[Page text]
/---

FY 22 PPT
Co Shud get rerated.
FY 22 PPT
Co Shud get rerated.
Post these results now feel the new range will be 250-300 soon . The future looks bright with CNG . Yesterday a taxi I ordered was fitted with a CNG ( BRAND NEW ) and he informed the swift gave him 25 avg on CNG and it cost him 83 rs a km .
The concall was held today at 4 pm and company has already made the audio available on it’s website.
In earlier quarters the intimation of the call also used to happen many days after the results.Good to see that the IR team has taken things up a notch.
Everest Kanto Cylinder Q4FY22 Concall Update
(Nirmal Bang Securities)
Expect volume growth of 10-15% in FY23
Outlook: Positive
• Revenue came at Rs. 479 Cr (+3% QoQ, +68% YoY)
• India revenue came at Rs. 372 Cr (+60%), UAE at Rs. 53 Cr (+57%) and US cum Hungary at Rs. 52 Cr (+160%).
• Gross Profit Margins came at 45.6% vs QoQ 44.5%, YoY 47.9%.
• EBITDA Margin came at 19.7% vs QoQ 21%, YoY 14.4%. EBITDA margin guidance is in the range of 20-24%.
• Within CNG, mix between PV:CV is 35:65.
• Co is on track to complete the 2nd phase of the 1,00,000 brownfield capacity in India by Q2FY23.
• The above is in addition to the greenfield capacity of 200,000 cylinders that the co is pursuing in parallel for which co has acquired 53 acres of land at Mundra. This 2,00,000 cylinders capacity will have potential to generate revenue of Rs. 200 Cr and will cost Rs. 45 Cr. It will be funded by internal accruals. The facility will come up in 3 phases of which the first phase will complete in Q2FY24.
• Thus the current 10,00,000 cylinder capacity in India will increase to 13,00,000 in coming years.
• Co was working on expansion of 2,40,000 cylinders in Hungary. However due to the ongoing Russian war, co has postponed its plans until it has more clarity. Total capex required will be Rs. 134 Cr in Hungary. EKC will invest Rs. 20 Cr. Govt of Hungary will provide an incentive of EUR 4.8 mn and remaining would be funded via debt.
• Co will set up of a CNG cylinder production facility in Egypt in the form of a JV with a local Egyptian partner with majority holding being with EKC.
Stock is trading at P/E of 8.0x FY22.
Fantastic results from the company
Double bottom reversal. Technical indicators also seem to be aligining.
Management giving very conservative guidance.
Bit perplexed with the MD’s responses on the media and concalls. Being conservative is fine but one sentence answers without much clarity to a good set of questions in Q4 2022 concall makes the management credibility a debatable issue. Hope I am not the only one thinking in these lines
Totally agree with you and even I felt the same. At the moment taking a conservative approach in the allocation unless I see a solid management commentary in the near future.

\---

[What to do]
In the Everest Kanto Cylinder discussion, starting at "Everest Kanto Cylinder" and ending at "44.5%, YoY 47.9%.", write that part again with "Outlook" swapped for "View".

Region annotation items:
/---

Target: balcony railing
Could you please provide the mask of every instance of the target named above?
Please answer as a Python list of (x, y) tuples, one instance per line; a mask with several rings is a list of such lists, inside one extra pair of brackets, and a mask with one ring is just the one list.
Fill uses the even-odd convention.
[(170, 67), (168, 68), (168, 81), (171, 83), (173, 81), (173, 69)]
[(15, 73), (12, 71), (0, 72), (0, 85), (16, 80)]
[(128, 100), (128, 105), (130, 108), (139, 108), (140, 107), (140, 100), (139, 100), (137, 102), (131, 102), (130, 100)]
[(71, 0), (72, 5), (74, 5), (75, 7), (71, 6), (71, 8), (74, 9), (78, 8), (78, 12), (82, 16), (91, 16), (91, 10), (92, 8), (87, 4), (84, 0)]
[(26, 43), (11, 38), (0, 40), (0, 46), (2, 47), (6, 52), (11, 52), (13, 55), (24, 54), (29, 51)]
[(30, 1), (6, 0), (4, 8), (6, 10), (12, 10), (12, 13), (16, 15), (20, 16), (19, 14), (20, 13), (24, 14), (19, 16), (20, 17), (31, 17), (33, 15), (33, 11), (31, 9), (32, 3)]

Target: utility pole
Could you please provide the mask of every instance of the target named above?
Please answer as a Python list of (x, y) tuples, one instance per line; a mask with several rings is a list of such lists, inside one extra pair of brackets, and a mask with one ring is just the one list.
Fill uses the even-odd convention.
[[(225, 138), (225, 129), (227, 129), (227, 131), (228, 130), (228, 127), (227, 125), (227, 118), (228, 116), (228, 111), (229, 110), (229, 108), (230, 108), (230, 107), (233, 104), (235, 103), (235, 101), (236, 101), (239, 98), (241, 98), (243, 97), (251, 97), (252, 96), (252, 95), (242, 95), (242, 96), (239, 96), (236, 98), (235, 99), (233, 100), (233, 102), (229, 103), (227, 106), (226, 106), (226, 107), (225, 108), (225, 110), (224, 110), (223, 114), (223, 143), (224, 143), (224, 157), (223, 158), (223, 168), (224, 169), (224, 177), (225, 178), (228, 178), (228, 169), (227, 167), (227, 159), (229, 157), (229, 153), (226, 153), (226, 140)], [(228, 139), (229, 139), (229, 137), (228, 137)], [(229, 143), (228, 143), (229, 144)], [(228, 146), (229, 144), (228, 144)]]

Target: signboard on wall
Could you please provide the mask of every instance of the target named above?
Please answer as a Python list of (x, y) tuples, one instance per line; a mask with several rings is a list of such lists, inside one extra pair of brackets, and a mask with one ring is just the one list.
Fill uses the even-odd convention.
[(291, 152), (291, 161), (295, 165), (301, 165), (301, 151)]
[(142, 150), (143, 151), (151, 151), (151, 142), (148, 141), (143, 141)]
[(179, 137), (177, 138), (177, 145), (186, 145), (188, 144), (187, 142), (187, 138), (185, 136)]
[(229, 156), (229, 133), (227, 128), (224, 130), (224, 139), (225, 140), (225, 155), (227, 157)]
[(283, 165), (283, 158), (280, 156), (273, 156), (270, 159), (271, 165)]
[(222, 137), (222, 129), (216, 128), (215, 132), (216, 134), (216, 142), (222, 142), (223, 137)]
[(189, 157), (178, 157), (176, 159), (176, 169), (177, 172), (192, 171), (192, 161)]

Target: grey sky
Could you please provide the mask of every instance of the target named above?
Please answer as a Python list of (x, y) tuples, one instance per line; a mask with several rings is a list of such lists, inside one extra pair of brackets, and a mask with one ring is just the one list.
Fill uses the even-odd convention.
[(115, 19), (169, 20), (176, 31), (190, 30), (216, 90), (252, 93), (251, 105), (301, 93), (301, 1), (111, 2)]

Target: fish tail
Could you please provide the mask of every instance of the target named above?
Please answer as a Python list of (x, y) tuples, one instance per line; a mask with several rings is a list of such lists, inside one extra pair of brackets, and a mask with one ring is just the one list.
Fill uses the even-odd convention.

\---

[Exercise answer]
Everest Kanto Cylinder Q4FY22 Concall Update
(Nirmal Bang Securities)
Expect volume growth of 10-15% in FY23
View: Positive
• Revenue came at Rs. 479 Cr (+3% QoQ, +68% YoY)
• India revenue came at Rs. 372 Cr (+60%), UAE at Rs. 53 Cr (+57%) and US cum Hungary at Rs. 52 Cr (+160%).
• Gross Profit Margins came at 45.6% vs QoQ 44.5%, YoY 47.9%.